Counting task for the entries below: give the number of lines that contain the word "chalk", with no other text.

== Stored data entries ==
^^^^
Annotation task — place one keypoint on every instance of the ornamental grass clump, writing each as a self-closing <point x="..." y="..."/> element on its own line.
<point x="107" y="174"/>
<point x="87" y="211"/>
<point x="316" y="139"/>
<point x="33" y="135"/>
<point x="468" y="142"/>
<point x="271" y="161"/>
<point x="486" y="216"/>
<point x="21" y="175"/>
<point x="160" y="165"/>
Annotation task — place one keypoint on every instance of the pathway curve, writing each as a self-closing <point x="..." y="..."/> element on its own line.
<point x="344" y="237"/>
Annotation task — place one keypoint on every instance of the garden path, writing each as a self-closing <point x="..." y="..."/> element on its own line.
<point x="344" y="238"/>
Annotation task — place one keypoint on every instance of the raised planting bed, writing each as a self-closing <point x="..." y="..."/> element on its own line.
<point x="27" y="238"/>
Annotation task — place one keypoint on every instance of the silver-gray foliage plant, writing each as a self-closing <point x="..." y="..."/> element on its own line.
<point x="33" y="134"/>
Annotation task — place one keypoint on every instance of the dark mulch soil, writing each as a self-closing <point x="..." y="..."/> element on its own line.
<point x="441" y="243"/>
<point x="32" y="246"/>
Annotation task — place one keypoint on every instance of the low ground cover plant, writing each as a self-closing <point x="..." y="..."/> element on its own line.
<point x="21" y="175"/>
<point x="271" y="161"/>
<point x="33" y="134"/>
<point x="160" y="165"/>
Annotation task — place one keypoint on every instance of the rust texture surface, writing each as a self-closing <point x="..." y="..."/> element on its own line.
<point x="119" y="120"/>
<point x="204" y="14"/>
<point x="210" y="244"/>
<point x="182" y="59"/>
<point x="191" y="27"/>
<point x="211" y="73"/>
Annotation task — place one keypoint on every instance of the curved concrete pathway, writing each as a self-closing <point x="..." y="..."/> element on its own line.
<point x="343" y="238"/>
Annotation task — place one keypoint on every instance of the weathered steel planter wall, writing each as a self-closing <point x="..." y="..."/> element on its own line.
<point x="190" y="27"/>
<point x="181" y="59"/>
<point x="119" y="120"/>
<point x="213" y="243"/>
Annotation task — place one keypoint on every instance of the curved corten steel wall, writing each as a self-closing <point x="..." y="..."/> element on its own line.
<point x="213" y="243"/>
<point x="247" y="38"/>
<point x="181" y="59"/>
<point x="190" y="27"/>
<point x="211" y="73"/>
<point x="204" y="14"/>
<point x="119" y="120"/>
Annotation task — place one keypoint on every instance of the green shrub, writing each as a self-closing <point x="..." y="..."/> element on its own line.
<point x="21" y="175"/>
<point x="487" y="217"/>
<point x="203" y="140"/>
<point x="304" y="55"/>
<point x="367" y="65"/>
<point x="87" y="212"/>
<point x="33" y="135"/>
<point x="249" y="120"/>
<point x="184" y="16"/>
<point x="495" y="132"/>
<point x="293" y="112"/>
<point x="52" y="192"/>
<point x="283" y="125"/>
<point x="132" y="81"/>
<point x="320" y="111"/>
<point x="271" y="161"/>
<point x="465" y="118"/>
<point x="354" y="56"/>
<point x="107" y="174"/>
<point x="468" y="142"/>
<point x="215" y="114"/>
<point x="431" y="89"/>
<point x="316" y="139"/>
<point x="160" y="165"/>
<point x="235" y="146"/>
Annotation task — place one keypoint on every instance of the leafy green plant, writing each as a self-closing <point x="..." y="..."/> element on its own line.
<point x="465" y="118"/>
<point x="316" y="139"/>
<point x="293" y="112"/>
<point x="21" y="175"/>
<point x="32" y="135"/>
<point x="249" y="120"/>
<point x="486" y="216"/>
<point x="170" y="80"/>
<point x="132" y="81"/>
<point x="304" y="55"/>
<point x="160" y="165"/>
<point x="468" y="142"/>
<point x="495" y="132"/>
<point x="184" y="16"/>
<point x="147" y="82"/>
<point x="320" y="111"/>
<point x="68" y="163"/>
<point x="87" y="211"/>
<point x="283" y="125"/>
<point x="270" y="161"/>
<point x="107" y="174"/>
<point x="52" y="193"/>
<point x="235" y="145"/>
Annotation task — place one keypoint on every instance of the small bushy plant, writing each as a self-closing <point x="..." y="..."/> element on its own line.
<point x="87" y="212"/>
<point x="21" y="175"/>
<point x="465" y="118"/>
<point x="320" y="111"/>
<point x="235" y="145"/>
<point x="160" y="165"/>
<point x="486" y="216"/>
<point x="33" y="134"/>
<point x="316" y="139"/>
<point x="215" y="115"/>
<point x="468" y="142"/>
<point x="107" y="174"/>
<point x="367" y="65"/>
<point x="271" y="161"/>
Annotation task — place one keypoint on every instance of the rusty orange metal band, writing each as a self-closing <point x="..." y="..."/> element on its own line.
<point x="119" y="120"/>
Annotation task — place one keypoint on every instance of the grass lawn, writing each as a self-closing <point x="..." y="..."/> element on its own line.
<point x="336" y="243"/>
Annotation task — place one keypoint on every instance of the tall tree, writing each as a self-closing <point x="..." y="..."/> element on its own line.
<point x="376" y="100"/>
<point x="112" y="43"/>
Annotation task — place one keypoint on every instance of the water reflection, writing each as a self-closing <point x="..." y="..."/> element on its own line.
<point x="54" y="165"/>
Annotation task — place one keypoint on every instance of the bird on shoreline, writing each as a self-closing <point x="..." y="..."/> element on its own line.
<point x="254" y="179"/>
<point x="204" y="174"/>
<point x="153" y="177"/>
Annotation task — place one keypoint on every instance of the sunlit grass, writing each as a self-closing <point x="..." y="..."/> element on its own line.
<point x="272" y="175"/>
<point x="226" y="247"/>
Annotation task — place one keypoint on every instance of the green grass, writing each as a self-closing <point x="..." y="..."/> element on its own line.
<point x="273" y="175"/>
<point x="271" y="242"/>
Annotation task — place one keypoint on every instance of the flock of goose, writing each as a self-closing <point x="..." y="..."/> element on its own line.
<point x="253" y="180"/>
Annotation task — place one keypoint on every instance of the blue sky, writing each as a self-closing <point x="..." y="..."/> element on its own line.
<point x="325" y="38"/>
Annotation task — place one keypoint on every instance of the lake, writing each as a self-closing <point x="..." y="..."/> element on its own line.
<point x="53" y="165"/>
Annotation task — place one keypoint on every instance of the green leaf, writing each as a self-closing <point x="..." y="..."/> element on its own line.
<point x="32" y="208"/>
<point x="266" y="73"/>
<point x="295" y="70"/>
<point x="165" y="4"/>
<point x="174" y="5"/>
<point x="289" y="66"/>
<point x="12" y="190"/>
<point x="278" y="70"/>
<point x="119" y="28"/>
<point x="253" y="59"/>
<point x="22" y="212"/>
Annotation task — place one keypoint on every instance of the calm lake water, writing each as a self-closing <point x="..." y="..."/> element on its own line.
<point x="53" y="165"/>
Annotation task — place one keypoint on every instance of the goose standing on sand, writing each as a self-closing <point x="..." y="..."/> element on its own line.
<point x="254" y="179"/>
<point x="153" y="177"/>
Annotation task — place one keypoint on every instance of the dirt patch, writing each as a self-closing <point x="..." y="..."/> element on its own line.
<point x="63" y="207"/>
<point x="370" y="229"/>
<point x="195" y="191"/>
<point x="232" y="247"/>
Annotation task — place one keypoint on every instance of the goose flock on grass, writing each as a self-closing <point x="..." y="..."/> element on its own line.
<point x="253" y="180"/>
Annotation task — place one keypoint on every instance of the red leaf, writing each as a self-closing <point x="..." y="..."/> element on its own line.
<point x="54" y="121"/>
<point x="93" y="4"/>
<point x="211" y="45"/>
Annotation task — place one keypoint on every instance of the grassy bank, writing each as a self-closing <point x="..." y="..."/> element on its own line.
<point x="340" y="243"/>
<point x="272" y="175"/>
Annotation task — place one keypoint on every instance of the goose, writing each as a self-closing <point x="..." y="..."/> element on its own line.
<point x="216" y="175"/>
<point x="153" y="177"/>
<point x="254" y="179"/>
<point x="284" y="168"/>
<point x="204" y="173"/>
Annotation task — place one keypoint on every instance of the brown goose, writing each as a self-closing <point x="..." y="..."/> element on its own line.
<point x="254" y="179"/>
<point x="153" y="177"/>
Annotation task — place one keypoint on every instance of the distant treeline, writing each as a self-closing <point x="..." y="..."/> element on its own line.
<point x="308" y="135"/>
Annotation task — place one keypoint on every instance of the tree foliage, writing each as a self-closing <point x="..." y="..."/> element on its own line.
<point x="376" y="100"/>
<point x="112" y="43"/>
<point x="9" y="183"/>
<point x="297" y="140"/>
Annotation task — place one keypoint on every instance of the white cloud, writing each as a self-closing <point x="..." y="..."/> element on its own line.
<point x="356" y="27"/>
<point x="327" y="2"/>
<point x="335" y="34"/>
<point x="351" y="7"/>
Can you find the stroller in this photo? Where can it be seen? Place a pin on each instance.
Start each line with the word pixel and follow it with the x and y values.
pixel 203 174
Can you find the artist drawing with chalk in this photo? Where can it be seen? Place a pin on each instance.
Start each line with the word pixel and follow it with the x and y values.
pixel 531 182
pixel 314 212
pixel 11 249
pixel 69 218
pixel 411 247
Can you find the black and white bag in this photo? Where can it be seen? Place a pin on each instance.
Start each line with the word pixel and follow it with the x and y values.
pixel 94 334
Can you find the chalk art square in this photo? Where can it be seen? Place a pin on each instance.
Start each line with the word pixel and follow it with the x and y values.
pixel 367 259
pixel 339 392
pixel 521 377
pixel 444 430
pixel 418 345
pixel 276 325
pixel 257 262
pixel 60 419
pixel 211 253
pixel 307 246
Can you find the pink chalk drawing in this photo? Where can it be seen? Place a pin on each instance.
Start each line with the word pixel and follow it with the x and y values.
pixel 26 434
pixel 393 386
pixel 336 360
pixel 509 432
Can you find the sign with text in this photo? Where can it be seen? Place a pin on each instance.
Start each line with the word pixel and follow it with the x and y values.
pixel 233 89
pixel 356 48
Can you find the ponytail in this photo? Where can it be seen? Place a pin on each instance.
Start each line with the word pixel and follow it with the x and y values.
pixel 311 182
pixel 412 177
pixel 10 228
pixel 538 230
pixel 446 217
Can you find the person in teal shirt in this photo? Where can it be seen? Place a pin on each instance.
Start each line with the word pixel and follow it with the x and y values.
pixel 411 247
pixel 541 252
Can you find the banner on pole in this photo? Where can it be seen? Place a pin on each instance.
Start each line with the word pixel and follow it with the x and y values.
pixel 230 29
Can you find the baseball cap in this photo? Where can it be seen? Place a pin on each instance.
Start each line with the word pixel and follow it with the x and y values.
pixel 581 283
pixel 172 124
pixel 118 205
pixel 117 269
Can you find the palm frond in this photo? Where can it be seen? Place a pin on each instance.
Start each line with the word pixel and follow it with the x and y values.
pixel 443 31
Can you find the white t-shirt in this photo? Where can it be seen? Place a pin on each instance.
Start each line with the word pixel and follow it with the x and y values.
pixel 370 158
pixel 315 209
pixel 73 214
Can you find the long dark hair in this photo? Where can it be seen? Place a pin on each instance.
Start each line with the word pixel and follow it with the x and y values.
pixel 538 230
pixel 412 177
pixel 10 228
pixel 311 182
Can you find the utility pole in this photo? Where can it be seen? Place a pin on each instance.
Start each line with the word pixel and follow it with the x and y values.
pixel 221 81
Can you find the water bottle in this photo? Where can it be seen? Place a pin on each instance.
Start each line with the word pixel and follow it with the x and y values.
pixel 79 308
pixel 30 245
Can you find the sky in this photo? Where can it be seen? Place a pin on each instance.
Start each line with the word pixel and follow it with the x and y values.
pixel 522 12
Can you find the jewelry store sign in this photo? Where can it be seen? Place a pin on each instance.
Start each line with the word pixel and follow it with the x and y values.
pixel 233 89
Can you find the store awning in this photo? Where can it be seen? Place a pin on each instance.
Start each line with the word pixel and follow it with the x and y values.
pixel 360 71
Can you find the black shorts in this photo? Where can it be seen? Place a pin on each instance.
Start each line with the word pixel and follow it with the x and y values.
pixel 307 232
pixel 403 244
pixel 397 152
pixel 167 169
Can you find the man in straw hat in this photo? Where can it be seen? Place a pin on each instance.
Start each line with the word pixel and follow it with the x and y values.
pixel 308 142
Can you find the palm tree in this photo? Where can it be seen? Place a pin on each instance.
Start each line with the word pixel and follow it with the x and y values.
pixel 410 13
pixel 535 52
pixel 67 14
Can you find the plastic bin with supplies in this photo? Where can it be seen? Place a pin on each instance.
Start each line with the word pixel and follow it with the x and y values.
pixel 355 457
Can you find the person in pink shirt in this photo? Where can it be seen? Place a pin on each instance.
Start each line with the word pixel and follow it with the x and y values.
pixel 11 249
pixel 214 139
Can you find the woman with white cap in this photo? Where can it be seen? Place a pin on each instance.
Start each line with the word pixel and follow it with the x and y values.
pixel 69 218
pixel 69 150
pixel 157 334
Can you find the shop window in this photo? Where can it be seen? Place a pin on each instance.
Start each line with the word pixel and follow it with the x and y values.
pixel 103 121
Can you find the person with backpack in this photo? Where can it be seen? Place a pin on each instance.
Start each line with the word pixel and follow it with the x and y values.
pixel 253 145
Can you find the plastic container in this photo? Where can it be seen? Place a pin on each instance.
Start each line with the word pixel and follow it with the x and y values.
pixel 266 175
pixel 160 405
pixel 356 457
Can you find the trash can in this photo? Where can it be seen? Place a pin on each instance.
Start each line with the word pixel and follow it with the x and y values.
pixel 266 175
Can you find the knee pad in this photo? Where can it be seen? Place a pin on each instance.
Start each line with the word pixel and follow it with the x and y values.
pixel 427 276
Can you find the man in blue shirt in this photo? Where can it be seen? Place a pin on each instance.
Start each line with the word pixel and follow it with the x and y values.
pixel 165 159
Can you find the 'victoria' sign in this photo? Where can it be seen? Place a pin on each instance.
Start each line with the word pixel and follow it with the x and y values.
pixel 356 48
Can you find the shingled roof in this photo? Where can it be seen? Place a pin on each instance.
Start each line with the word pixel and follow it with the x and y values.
^^^^
== Output below ==
3